→ EXERCISE GOAL
What's wanted is the full listing, reproduced exactly.

→ RECORDS FOR PROCESSING
[Start of Attachment]

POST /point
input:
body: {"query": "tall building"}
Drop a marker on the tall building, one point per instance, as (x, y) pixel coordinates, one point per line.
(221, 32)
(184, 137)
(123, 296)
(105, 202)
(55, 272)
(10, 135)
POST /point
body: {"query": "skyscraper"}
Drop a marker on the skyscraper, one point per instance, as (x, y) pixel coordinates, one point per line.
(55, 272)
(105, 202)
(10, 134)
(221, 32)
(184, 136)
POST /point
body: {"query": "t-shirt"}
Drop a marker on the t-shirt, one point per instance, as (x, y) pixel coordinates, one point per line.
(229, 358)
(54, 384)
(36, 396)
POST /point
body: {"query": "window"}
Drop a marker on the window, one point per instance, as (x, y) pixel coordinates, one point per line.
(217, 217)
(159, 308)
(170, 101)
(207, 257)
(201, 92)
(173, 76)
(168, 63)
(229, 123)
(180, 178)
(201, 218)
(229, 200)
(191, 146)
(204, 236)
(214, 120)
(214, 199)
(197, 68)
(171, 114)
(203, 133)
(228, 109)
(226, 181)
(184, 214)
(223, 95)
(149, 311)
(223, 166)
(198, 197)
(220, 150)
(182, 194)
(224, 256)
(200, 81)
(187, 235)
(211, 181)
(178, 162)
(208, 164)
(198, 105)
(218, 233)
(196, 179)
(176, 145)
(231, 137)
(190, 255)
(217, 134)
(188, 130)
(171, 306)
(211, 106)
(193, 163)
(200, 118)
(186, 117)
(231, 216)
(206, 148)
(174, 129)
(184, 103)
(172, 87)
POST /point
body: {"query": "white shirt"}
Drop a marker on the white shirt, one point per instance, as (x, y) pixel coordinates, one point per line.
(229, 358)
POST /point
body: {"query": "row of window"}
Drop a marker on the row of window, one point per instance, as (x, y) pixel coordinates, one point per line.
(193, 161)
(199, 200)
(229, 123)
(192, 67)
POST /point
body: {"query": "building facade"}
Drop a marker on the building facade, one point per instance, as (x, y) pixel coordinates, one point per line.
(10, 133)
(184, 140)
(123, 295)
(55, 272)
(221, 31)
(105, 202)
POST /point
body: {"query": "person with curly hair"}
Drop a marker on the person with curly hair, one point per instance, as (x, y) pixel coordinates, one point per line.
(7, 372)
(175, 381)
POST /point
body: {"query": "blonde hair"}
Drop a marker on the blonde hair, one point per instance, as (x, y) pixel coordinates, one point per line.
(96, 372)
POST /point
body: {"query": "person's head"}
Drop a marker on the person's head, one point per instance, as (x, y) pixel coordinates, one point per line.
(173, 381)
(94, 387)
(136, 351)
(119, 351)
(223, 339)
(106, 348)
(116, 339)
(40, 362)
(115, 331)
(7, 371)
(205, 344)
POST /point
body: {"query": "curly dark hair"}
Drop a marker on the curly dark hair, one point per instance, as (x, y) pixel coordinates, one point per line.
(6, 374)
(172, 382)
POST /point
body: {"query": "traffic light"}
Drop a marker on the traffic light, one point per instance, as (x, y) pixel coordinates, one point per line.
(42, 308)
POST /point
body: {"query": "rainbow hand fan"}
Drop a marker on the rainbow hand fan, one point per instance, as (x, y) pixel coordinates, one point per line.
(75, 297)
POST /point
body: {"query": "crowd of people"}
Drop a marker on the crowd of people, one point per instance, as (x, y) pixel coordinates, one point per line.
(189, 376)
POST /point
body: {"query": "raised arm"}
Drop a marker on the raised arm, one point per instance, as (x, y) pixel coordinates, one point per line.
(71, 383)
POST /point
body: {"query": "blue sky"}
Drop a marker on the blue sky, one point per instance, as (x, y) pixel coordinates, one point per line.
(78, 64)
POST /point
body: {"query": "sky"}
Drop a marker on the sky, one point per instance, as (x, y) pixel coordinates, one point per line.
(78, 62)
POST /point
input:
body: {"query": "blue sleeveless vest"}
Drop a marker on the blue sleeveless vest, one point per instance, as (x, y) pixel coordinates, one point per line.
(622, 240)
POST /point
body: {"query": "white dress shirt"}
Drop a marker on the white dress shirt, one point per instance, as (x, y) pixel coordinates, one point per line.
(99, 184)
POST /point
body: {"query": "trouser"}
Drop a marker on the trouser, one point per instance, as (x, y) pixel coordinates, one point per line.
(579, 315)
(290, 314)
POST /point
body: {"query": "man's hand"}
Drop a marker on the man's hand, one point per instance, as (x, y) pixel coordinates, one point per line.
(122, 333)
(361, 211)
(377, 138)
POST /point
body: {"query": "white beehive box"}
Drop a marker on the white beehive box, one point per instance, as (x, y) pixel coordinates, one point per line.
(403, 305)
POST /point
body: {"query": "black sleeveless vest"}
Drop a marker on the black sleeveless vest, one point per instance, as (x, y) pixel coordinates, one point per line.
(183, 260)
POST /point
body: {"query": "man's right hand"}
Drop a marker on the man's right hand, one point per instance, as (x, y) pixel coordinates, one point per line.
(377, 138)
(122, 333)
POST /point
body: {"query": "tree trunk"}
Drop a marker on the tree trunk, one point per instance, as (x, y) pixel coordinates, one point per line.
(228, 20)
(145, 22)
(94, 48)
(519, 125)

[End of Attachment]

→ EXERCISE SOLUTION
POST /point
input:
body: {"query": "tall building"}
Drop a marker on the tall building, one point per instance, as (x, y) pixel coordinates, one point per line.
(221, 32)
(184, 137)
(123, 296)
(105, 202)
(55, 272)
(10, 135)
POST /point
body: {"query": "skyscraper"}
Drop a marker on the skyscraper, one point per instance, as (x, y) pixel coordinates, one point per line.
(55, 272)
(105, 202)
(10, 134)
(221, 32)
(184, 136)
POST /point
body: {"query": "t-shirt"}
Drop a marker on the t-shirt, one point per instance, as (x, y) pixel coordinates, one point per line.
(229, 358)
(54, 384)
(36, 396)
POST /point
body: {"query": "window"}
Drop a marker on the window, one point per instance, as (x, y) pixel coordinates, one point per line.
(217, 217)
(159, 308)
(170, 101)
(207, 257)
(201, 92)
(173, 76)
(168, 63)
(229, 123)
(180, 178)
(201, 218)
(229, 200)
(191, 146)
(204, 236)
(214, 120)
(214, 199)
(197, 68)
(171, 114)
(203, 133)
(228, 109)
(226, 181)
(184, 214)
(223, 95)
(149, 311)
(223, 166)
(198, 197)
(220, 150)
(182, 194)
(224, 256)
(200, 81)
(187, 235)
(211, 181)
(178, 162)
(208, 164)
(198, 105)
(218, 233)
(196, 179)
(176, 145)
(231, 137)
(190, 255)
(217, 134)
(188, 130)
(171, 306)
(211, 106)
(193, 163)
(200, 118)
(186, 117)
(231, 216)
(206, 148)
(174, 129)
(184, 103)
(172, 87)
POST /point
body: {"query": "white shirt"}
Drop a marker on the white shirt, one point per instance, as (x, y) pixel coordinates, one point per line.
(229, 358)
POST /point
body: {"query": "row of window"}
Drop a marker on the row of window, one point per instance, as (x, y) pixel coordinates, one point per line.
(193, 161)
(199, 200)
(229, 123)
(192, 67)
POST /point
body: {"query": "building facade"}
Drop a marker on the building facade, one point per instance, as (x, y) pixel coordinates, one point per line.
(10, 133)
(184, 140)
(123, 295)
(55, 272)
(221, 31)
(105, 202)
POST /point
body: {"query": "person with curly hair"}
Drop a marker on the person with curly hair, one point per instance, as (x, y) pixel coordinates, one point per line.
(7, 372)
(175, 381)
POST /point
body: {"query": "blonde hair"}
Drop a marker on the blonde hair, one point per instance, as (x, y) pixel coordinates, one point per line.
(96, 372)
POST /point
body: {"query": "person's head"}
Drop a marker on the person's head, one point per instance, as (x, y) pixel coordinates, one point per line.
(173, 381)
(94, 387)
(136, 351)
(119, 351)
(223, 339)
(106, 348)
(116, 339)
(40, 362)
(115, 331)
(7, 371)
(205, 344)
POST /point
body: {"query": "curly dark hair"}
Drop a marker on the curly dark hair, one point per instance, as (x, y) pixel coordinates, one point per line.
(6, 374)
(172, 382)
POST /point
body: {"query": "traffic light"}
Drop a marker on the traffic light, one point per instance, as (x, y) pixel coordinates, one point per line.
(42, 308)
POST /point
body: {"query": "rainbow hand fan"}
Drop a marker on the rainbow hand fan, one point per instance, as (x, y) pixel coordinates, one point per line.
(75, 297)
POST /point
body: {"query": "crowd of people"}
Drop a marker on the crowd of people, one point per instance, as (x, y) pixel coordinates, one point per line.
(189, 376)
POST /point
body: {"query": "raised arm"}
Drop a marker on the raised arm, one point per instance, as (x, y) pixel coordinates, one point per line.
(71, 383)
POST /point
body: {"query": "blue sky"}
Drop a marker on the blue sky, one point per instance, as (x, y) pixel coordinates, one point per line.
(78, 64)
POST /point
body: {"query": "sky"}
Drop a marker on the sky, one point per instance, as (x, y) pixel coordinates, one point per line.
(78, 62)
POST /point
input:
body: {"query": "blue sleeveless vest"}
Drop a marker on the blue sleeveless vest, one point per instance, as (x, y) pixel coordinates, one point per line.
(622, 240)
POST /point
body: {"query": "white dress shirt"}
Drop a marker on the white dress shirt, one point per instance, as (x, y) pixel coordinates, one point per line.
(99, 184)
POST /point
body: {"query": "trouser"}
Drop a marker on the trouser, one point per instance, as (x, y) pixel coordinates, one point per line.
(579, 315)
(290, 314)
POST /point
body: {"query": "man's hand"}
Drop a marker on the man's hand, one point per instance, as (x, y) pixel coordinates, one point per line.
(122, 333)
(361, 211)
(377, 138)
POST /point
body: {"query": "white beehive box"}
Drop a marker on the white beehive box, one point per instance, as (x, y) pixel coordinates, one point per line.
(403, 305)
POST /point
body: {"query": "black sleeveless vest"}
Drop a marker on the black sleeveless vest, one point per instance, as (x, y) pixel coordinates, one point per line.
(183, 260)
POST /point
body: {"query": "man's right hand"}
Drop a marker on the man's right hand, one point per instance, as (x, y) pixel coordinates, one point per line.
(377, 138)
(122, 333)
POST /point
body: {"query": "tree trunk"}
Drop a marker on the tree trunk, one point per instance, as (x, y) pixel coordinates, one point per line.
(228, 20)
(145, 22)
(94, 48)
(519, 125)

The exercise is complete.